• CHALLENGE:
Please output the entries below from the line that contains "Reviewer note: confirm that each instance of the grass" through the final line, reproduced exactly and alone.
++++++++
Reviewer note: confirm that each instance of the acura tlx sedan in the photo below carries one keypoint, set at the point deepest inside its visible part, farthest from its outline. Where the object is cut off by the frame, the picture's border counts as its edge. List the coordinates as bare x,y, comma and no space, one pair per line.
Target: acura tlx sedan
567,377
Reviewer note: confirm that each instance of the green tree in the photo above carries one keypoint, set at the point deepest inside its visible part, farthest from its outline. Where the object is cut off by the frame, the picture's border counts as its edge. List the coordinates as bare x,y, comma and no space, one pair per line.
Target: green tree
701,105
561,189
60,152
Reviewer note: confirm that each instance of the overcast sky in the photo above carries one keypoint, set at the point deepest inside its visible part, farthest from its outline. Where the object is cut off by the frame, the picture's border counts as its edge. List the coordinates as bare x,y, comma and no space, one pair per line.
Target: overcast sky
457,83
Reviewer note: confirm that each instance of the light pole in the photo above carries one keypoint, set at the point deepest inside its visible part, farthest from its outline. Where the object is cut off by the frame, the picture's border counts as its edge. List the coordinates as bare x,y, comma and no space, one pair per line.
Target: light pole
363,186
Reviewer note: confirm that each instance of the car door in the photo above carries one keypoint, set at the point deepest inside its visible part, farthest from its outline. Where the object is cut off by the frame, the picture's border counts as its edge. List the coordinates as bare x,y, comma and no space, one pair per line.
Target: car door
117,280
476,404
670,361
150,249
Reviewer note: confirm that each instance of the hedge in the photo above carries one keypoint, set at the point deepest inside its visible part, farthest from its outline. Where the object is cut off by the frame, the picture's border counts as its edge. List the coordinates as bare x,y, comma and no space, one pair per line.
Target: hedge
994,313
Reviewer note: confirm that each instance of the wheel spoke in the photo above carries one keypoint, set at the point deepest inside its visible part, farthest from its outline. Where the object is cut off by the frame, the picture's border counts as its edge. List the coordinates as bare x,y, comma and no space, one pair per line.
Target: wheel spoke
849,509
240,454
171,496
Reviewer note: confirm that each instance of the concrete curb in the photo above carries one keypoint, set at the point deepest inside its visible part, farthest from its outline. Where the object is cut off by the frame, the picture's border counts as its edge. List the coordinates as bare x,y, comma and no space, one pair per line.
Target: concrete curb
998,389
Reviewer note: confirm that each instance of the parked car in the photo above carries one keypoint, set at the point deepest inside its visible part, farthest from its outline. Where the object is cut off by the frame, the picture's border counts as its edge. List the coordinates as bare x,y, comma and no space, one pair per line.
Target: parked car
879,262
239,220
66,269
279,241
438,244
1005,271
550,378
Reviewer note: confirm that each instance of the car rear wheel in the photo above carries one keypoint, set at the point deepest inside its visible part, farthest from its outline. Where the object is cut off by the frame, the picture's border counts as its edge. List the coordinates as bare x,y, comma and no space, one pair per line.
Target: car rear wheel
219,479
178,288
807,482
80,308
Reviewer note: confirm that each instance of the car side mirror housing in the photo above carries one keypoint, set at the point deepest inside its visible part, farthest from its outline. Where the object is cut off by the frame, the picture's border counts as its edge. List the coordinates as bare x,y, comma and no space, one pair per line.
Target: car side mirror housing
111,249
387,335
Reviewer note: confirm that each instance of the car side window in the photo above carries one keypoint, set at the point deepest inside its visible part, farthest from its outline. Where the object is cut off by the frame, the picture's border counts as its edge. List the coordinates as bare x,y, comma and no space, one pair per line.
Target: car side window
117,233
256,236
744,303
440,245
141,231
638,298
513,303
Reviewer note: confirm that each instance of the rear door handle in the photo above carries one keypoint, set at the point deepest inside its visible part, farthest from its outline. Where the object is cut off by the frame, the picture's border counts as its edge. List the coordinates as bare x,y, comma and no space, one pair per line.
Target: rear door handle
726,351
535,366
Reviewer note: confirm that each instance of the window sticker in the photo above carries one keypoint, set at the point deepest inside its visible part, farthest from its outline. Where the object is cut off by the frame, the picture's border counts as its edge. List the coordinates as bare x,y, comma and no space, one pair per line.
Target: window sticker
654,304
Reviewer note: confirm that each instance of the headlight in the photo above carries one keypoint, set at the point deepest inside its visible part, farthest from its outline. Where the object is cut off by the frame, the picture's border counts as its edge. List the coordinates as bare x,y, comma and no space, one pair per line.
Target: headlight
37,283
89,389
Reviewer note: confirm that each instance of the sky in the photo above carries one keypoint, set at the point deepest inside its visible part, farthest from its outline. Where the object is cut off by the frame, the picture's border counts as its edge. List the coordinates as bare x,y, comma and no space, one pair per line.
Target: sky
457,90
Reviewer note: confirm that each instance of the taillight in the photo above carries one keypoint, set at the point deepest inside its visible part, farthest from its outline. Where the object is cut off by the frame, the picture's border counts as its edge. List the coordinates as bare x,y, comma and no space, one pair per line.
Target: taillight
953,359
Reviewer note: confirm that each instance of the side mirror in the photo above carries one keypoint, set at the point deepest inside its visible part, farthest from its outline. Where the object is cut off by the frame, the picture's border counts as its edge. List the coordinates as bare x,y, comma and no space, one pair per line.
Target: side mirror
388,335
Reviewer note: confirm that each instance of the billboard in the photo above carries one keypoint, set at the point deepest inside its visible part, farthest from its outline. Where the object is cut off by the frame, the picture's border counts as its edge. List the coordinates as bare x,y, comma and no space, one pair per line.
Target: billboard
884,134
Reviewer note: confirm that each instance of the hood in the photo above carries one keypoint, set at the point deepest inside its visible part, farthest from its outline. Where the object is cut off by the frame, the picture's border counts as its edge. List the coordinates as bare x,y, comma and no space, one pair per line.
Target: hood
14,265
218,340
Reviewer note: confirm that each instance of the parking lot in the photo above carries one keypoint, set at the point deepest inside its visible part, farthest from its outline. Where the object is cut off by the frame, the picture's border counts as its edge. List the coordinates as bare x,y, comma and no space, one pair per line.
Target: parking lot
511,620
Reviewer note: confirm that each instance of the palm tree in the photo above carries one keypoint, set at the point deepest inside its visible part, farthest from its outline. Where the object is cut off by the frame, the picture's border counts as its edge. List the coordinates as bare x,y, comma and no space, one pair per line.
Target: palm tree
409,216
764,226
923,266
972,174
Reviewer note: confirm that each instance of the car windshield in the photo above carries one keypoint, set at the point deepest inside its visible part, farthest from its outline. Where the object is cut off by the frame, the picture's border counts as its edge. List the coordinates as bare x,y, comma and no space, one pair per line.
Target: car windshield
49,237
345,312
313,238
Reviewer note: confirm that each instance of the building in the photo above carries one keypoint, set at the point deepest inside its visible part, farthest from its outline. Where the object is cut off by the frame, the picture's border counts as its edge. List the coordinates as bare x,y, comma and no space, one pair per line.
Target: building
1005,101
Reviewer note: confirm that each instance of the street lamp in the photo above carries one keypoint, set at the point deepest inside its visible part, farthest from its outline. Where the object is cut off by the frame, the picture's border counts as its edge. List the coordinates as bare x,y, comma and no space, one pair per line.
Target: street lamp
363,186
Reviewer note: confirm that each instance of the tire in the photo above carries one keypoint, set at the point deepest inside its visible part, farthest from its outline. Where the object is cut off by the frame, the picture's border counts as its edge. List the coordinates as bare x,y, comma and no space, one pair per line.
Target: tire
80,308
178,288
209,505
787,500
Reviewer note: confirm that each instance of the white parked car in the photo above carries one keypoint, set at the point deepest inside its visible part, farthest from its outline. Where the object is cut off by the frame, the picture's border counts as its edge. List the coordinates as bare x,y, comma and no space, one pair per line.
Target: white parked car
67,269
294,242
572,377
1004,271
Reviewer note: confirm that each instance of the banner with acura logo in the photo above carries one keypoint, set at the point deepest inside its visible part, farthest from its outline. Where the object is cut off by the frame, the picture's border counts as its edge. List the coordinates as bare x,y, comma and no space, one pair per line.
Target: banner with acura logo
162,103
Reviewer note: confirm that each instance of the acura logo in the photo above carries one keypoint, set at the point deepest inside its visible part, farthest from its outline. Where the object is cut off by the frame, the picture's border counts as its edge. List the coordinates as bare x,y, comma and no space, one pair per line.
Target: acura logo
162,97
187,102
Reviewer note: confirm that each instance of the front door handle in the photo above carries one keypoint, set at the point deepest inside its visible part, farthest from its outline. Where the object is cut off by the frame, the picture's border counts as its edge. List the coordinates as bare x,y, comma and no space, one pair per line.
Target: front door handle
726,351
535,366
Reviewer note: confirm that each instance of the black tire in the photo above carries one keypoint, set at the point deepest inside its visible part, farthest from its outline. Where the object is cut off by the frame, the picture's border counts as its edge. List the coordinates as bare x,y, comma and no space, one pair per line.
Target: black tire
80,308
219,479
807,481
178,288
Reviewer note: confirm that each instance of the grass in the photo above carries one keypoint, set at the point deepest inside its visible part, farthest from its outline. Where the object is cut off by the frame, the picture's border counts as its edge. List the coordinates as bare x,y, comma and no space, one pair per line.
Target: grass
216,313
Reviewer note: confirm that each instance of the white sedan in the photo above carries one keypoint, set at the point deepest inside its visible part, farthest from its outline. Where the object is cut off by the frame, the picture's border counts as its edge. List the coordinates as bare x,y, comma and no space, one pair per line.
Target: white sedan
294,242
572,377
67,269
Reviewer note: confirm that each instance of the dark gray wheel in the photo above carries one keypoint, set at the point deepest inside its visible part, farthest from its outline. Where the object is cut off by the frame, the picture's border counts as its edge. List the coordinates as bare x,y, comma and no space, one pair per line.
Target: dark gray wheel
++++++++
• CORRECT OUTPUT:
Reviewer note: confirm that each instance of the grass in the photo above carries one keypoint, set at the point deepest inside its visible part, farthest from its outline. Where the object is cut off by the frame, the picture's border counts as its edge. List the coordinates as bare x,y, comma and no space, one pair per line.
Target: grass
216,313
Reviewer note: confirm that each instance of the white sedan in the photo above carries one keypoint, set at the point deepest inside its visible part, farthest from its outline. Where the object is cut off by the frame, the picture's border counts as its edge. List the coordinates as bare x,y, comma and no space, one pair per line.
Target: white sedan
294,242
572,377
67,269
Reviewer note: confirm that each instance of the dark gray wheel in the photo above carries one keypoint, set at the point deepest inside its visible part, farthest from its outline. Where the object is cut off by the frame, the picture's border counts as its edge. List the coordinates as bare x,y, comma and no space, one pair per line.
Target: dark gray wheel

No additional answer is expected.